SET PROBLEM
In the GRDB excerpt below, what happens every launch when the app's database initializer runs?

SOURCE EXTRACT
......

This is a different bargain than Perl’s DBI, where $dbh->do(...) runs right now on the current thread and concurrency is your problem. GRDB takes the connection away from you and only lets you reach it through read and write.

AppDatabase.shared is a lazily-initialized static let that builds the file path inside the app’s sandboxed Application Support directory and opens the queue. The try! calls there are deliberate: if the app cannot create its own data directory, there is nothing sensible to do but crash at launch.

init(path: String) throws {
    dbQueue = try DatabaseQueue(path: path)
    try migrate(dbQueue)
}

Opening the queue and migrating the schema happen together, every launch. We’ll come back to migrate.


Records: struct ⇆ row

A Swift type becomes a database record by conforming to GRDB protocols. Todo declares four:

struct Todo: Identifiable, Codable, FetchableRecord, MutablePersistableRecord {
    var id: Int64?
    var title: String
    var shouldMigrate: Bool
    var start: Date
    var ending: TodoEnding?
    var categoryID: Int64?
    var externalURL: String?

......

DATA EXTRACT
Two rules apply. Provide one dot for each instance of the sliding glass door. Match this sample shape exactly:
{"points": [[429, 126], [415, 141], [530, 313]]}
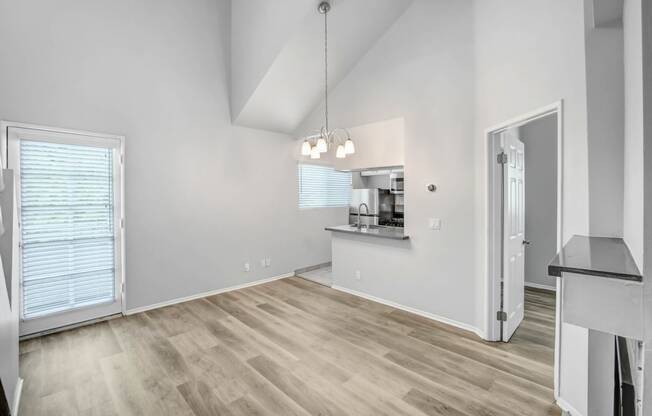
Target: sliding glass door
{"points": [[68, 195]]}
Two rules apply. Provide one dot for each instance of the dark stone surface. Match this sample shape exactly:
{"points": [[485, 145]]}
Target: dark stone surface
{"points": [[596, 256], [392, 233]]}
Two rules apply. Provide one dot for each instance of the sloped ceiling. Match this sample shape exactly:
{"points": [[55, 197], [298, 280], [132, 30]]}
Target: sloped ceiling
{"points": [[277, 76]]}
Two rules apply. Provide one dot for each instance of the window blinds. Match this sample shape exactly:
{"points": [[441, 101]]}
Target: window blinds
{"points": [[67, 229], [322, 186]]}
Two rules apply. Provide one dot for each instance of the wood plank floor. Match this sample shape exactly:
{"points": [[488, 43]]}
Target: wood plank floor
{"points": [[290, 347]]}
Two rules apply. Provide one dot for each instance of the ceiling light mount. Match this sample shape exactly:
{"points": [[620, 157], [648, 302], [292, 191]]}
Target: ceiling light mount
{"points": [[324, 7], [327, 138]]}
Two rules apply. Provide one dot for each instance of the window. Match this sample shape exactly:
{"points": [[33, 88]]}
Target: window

......

RESPONSE TO THE TASK
The database queue is opened and the schema is migrated together.